What is required
Below is a listing. Gather each line of it that contains "tripod".

= = = = =

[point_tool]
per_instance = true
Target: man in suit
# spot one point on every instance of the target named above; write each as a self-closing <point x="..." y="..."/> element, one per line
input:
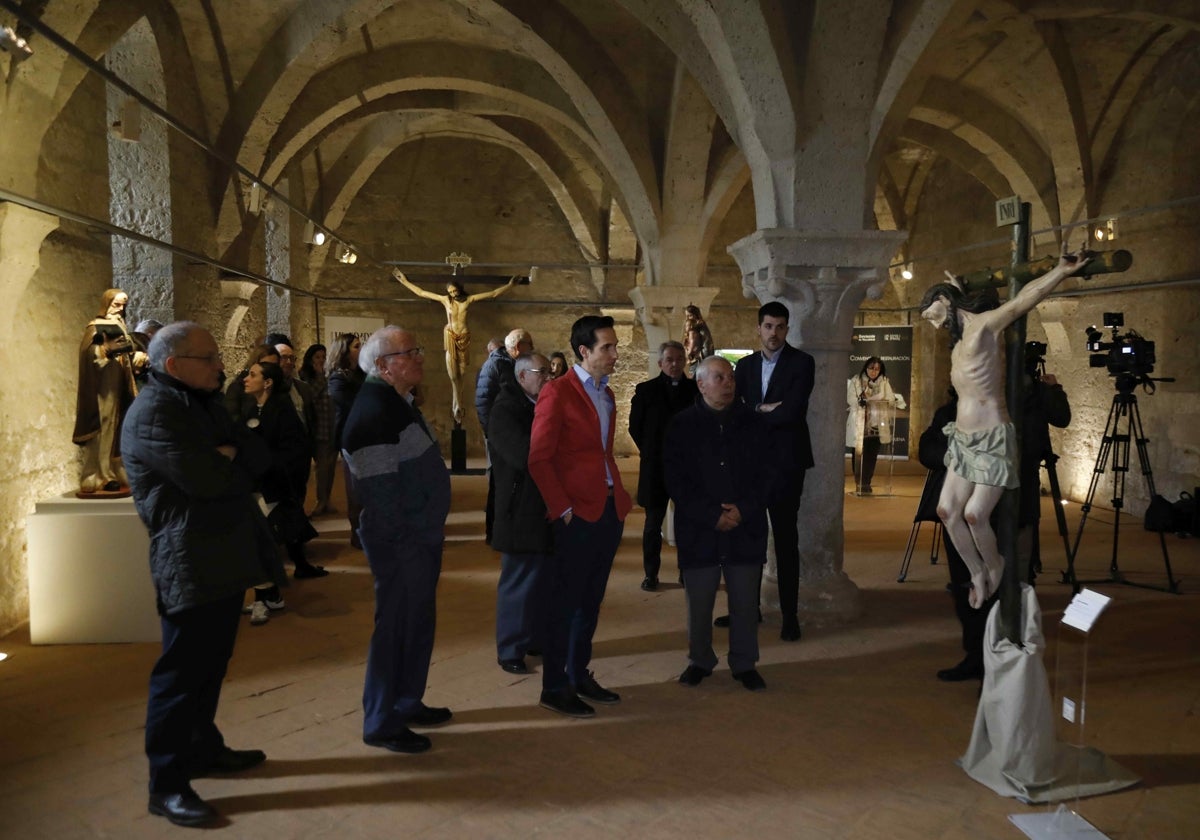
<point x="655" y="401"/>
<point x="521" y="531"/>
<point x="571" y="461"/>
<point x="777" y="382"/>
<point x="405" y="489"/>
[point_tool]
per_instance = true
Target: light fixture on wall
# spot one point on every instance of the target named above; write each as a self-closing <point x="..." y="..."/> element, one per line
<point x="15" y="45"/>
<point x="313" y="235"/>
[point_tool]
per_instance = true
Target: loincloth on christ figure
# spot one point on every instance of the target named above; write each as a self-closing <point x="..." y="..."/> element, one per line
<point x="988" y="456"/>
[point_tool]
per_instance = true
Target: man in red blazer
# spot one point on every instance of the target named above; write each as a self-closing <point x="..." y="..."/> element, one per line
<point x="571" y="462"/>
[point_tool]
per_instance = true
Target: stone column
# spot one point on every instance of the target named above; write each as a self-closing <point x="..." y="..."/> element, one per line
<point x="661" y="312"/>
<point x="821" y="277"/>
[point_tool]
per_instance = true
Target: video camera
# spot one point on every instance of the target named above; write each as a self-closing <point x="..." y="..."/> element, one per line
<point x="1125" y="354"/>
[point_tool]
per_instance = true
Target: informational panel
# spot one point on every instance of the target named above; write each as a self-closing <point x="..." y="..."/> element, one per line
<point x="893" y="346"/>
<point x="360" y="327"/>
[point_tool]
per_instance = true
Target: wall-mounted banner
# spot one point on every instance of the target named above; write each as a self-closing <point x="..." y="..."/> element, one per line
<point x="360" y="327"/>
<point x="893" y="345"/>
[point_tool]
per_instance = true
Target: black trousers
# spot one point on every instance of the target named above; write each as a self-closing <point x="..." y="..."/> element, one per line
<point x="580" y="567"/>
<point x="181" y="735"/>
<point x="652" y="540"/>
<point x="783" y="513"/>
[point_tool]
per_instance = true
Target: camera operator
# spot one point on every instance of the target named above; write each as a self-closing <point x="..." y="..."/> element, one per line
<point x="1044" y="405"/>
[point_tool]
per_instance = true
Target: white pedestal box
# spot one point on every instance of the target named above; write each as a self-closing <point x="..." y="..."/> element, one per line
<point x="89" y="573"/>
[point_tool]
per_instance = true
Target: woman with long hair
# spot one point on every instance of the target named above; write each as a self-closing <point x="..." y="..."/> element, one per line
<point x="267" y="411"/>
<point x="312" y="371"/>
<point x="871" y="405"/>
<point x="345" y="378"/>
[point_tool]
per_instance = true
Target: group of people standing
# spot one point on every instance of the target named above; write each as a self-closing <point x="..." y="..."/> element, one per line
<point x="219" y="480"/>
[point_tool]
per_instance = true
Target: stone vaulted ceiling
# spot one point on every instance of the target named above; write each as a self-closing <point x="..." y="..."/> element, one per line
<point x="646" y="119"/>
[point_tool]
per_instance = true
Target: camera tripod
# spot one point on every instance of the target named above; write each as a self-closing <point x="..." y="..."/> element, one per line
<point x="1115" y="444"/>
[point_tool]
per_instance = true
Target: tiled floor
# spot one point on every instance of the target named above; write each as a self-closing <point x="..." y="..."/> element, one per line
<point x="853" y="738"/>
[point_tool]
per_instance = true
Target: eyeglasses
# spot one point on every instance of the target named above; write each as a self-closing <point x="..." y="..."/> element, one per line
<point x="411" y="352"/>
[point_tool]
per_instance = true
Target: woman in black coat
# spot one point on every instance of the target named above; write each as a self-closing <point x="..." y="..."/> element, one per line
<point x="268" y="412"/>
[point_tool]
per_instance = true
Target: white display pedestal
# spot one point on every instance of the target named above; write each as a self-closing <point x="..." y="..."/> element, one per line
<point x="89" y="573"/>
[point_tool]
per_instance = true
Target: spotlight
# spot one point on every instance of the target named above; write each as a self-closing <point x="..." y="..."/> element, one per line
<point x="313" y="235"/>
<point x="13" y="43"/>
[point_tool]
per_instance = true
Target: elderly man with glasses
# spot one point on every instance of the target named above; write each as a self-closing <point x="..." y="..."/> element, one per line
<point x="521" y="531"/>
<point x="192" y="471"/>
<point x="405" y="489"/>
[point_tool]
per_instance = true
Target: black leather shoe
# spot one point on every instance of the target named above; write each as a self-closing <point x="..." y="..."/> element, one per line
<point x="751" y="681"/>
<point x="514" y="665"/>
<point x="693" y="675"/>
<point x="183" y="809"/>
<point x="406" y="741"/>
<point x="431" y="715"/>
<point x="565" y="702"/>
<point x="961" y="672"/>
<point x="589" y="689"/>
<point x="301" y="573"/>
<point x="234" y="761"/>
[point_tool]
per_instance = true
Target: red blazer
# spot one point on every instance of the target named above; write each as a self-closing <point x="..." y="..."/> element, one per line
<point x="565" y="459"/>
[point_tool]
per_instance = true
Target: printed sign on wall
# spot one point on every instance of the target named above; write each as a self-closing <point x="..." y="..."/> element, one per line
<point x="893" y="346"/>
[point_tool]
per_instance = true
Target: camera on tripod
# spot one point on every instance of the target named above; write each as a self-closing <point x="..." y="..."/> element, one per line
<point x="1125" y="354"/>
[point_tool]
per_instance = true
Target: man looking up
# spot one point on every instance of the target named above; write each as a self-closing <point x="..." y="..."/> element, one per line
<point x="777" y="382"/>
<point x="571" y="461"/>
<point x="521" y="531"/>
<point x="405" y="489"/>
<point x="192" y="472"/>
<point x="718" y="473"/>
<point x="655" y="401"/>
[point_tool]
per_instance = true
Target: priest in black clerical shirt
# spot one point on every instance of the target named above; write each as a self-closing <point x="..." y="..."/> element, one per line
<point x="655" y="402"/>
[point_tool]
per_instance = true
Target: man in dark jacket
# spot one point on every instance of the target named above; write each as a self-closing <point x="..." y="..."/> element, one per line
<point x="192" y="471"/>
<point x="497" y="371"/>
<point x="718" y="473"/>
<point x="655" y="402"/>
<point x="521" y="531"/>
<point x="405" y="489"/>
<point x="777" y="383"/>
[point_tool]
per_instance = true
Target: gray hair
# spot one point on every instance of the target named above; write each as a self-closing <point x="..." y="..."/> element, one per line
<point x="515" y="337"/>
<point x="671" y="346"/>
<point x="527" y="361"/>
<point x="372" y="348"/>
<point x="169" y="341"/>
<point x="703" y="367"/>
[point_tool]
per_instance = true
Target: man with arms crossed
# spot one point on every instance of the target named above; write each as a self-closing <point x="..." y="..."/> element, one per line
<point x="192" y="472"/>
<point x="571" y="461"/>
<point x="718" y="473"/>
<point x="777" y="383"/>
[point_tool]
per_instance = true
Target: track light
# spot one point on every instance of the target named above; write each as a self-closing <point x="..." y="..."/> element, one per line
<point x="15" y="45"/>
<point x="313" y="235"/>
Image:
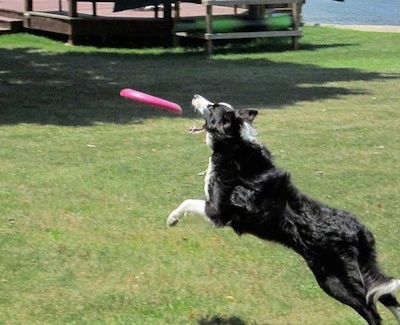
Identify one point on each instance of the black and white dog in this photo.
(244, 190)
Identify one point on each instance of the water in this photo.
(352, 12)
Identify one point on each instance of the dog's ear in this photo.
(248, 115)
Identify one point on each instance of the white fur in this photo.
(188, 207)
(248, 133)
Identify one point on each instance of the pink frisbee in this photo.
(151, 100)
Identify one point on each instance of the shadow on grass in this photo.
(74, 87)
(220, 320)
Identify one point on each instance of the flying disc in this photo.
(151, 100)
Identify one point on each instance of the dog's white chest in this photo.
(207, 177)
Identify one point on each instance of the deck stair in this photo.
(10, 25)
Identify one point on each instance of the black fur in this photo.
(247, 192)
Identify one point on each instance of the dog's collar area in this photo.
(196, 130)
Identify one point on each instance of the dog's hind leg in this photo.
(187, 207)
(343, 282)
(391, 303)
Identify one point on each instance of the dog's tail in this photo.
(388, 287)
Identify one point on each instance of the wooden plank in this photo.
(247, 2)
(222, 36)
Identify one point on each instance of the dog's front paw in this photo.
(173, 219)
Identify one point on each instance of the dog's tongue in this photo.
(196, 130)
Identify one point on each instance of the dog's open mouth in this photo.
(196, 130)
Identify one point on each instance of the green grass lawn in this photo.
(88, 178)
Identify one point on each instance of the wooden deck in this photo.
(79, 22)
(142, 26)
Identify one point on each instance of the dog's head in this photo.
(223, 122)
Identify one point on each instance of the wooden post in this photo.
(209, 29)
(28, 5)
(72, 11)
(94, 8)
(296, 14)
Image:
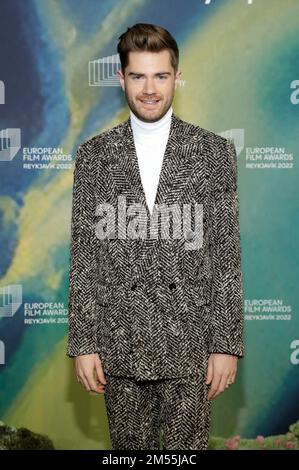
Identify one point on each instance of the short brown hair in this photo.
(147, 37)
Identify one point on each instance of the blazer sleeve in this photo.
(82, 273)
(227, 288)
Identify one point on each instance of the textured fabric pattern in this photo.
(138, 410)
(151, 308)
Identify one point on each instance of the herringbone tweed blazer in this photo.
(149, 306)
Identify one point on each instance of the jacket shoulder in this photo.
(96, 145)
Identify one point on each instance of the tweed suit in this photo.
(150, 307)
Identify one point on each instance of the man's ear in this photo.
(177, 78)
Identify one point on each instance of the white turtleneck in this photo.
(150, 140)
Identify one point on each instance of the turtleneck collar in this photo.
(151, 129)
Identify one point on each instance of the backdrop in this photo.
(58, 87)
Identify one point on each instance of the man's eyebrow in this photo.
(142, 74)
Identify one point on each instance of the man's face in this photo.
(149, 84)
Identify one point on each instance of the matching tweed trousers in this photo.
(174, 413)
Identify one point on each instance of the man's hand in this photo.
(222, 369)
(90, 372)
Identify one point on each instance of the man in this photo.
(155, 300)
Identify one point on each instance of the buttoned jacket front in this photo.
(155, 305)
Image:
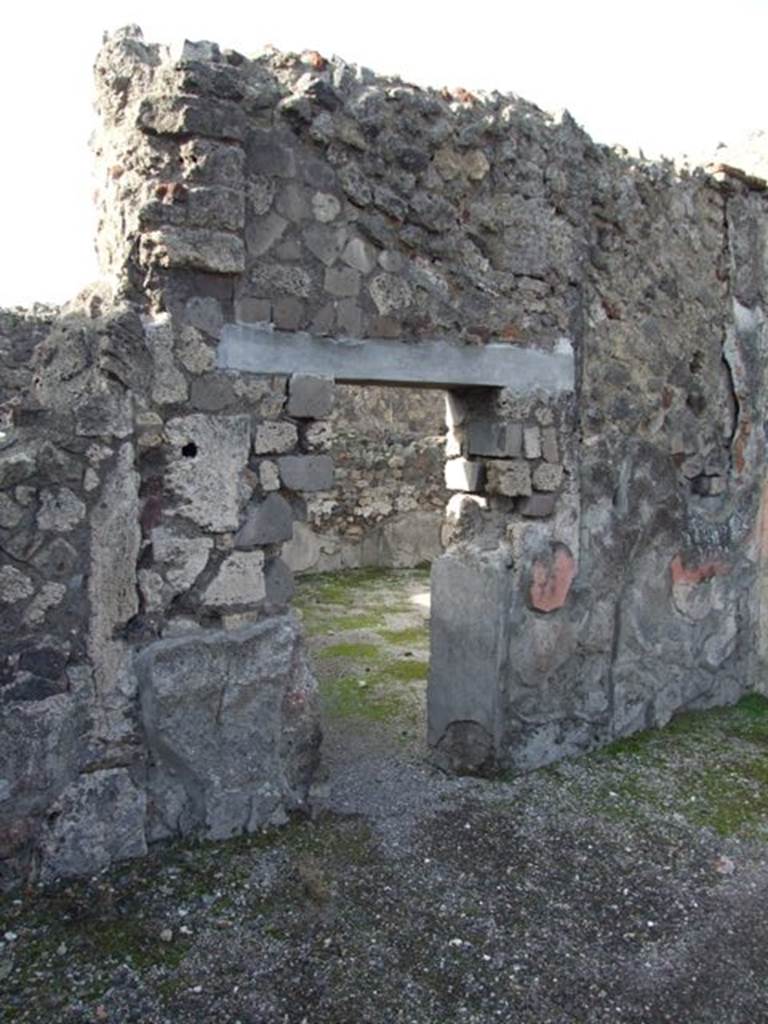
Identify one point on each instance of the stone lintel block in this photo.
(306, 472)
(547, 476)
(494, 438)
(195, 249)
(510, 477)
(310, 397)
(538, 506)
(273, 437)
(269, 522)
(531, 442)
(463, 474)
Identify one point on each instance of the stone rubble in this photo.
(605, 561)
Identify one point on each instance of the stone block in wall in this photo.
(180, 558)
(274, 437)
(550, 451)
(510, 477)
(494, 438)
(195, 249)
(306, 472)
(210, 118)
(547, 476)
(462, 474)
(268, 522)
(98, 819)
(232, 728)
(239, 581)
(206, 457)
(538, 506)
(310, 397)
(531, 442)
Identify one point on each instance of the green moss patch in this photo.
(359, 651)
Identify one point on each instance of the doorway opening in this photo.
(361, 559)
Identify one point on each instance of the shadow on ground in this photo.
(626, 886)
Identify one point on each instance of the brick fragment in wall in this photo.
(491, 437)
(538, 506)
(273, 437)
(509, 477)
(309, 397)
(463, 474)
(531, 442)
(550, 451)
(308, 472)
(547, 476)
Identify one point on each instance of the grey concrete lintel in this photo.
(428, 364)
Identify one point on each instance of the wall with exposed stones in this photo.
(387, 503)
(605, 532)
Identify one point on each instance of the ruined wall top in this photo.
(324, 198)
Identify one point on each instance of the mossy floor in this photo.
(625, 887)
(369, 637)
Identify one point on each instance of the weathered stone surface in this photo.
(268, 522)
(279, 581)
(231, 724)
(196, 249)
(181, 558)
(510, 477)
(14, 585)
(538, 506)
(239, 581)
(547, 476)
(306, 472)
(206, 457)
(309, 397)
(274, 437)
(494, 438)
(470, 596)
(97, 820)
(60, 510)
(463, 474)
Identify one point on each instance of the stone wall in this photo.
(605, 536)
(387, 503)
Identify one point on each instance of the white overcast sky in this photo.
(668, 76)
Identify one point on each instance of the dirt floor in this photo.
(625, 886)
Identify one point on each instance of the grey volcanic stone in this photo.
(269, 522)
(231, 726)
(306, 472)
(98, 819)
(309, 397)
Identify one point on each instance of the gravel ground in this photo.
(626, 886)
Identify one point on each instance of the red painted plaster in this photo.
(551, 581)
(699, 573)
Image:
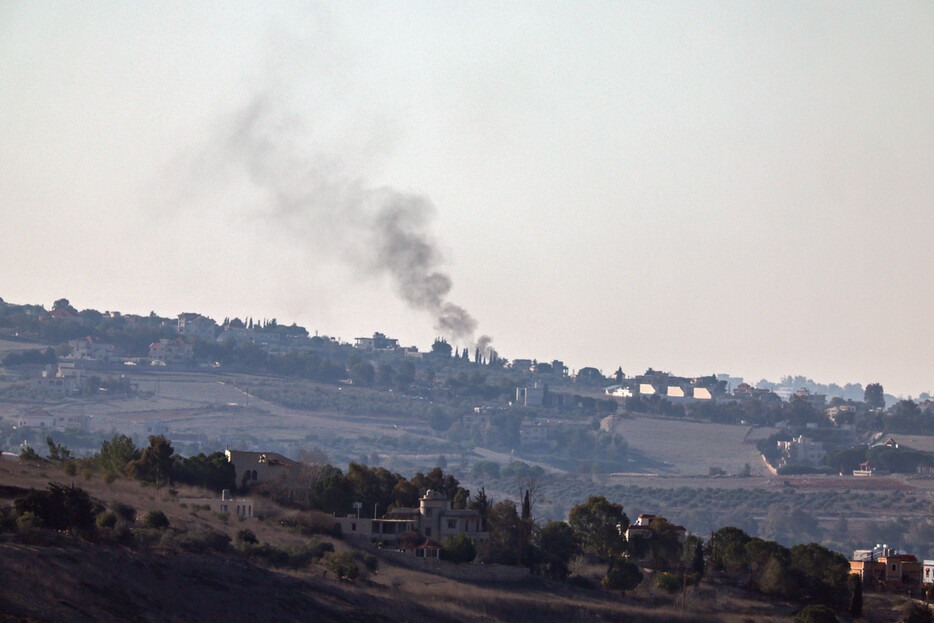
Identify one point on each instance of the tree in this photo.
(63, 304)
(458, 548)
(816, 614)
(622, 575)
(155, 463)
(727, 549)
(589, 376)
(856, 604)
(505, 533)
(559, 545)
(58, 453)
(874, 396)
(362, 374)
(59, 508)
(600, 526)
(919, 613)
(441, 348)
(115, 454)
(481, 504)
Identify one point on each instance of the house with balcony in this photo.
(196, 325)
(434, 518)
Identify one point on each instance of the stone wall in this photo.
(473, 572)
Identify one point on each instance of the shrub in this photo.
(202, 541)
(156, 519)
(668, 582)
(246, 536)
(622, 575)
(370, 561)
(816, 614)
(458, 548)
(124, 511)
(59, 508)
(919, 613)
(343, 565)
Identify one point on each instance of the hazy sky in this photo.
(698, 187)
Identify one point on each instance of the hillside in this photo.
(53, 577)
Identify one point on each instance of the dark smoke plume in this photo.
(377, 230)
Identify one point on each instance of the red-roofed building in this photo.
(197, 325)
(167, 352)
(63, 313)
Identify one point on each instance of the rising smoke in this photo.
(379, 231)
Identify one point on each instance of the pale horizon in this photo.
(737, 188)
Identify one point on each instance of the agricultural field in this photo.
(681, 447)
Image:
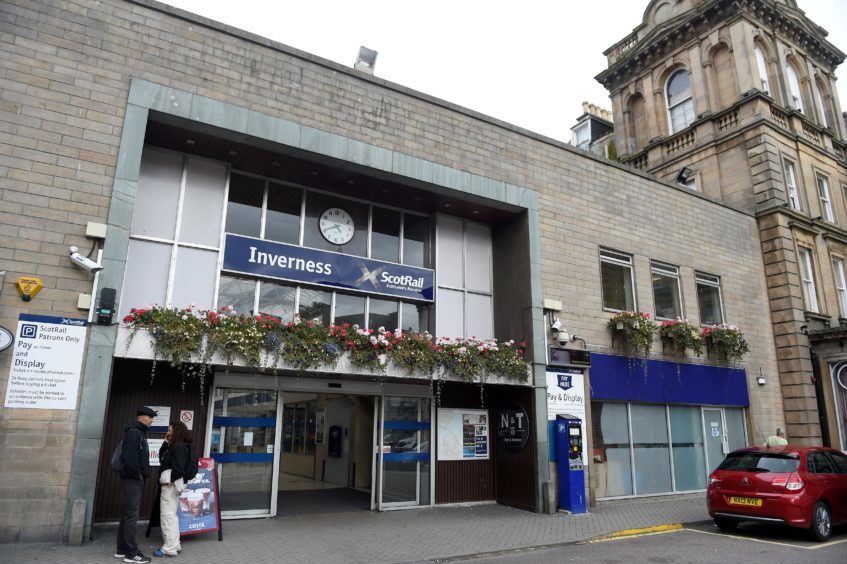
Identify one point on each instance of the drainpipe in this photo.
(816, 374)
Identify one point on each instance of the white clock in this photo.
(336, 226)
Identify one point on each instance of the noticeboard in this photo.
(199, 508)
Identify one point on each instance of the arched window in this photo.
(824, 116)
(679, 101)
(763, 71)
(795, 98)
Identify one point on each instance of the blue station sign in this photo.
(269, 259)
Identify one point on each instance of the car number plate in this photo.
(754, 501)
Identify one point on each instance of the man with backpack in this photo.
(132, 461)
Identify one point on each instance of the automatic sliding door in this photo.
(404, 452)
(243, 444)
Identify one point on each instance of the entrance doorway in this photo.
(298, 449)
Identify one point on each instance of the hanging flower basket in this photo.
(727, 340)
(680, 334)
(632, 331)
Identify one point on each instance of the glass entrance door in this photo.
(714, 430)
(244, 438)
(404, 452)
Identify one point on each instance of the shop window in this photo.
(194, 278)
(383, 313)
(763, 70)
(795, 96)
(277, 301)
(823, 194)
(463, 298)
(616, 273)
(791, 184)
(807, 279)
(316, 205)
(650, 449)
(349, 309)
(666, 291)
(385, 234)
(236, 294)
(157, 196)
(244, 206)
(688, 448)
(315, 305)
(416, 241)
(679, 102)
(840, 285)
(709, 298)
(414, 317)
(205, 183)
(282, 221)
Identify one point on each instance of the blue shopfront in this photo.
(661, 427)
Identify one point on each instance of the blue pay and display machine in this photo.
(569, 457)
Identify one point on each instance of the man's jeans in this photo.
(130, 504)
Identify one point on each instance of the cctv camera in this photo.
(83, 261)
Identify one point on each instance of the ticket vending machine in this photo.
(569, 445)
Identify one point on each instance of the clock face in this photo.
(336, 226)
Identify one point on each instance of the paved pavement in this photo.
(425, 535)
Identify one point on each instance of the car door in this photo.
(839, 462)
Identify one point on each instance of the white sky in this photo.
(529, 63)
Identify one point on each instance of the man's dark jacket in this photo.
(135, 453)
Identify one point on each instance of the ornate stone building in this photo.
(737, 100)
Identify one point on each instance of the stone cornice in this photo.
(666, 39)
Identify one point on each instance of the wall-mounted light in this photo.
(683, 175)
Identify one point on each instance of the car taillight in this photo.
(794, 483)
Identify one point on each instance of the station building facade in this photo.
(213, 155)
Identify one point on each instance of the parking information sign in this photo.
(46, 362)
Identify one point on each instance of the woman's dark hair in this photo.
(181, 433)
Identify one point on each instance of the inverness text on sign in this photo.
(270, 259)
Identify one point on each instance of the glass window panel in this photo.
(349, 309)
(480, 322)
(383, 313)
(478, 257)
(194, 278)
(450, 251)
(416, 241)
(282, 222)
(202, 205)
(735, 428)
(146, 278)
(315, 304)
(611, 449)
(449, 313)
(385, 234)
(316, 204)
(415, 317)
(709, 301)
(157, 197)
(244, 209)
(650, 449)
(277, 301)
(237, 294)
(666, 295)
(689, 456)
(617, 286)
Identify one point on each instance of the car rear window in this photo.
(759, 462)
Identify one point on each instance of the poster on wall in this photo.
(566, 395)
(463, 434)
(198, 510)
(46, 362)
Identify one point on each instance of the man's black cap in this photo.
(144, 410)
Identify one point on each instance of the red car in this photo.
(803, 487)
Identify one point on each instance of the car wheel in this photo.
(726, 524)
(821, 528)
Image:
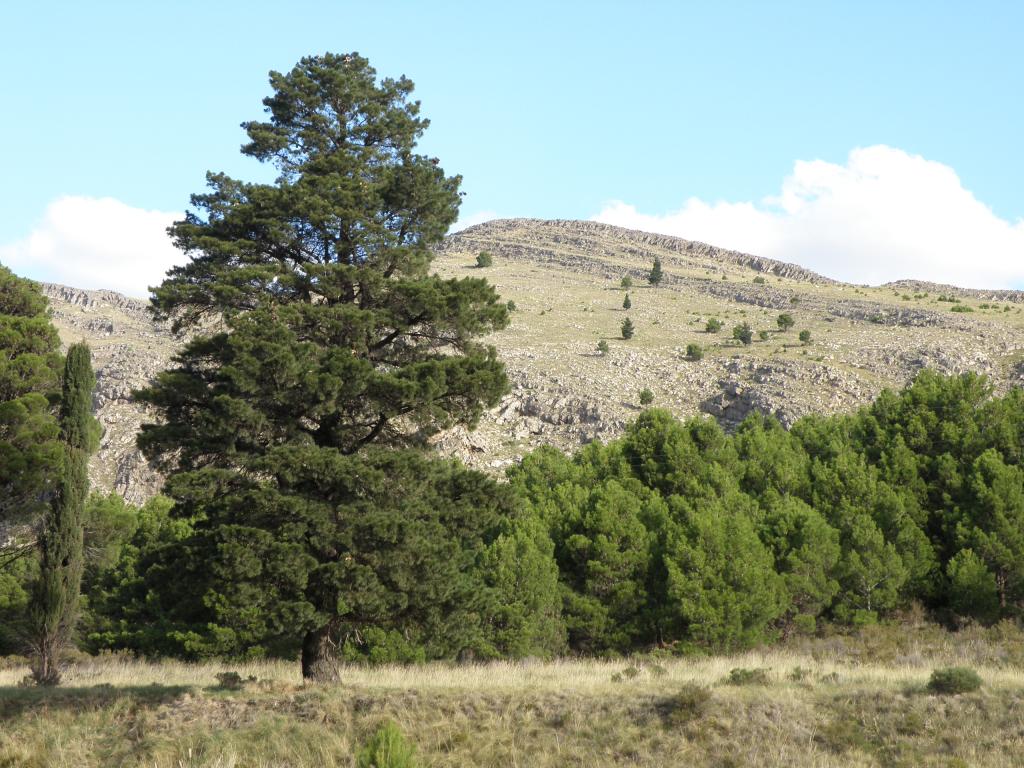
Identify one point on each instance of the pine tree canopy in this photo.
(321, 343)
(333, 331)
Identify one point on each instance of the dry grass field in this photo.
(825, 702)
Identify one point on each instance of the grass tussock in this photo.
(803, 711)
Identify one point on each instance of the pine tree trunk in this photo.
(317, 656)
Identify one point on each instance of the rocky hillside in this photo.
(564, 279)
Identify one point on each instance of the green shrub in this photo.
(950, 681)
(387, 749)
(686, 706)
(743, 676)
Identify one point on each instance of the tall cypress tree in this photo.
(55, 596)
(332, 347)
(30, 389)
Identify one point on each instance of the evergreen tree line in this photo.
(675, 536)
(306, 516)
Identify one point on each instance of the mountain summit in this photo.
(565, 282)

= = = = =

Task solution
Target: camera tripod
Target: camera on tripod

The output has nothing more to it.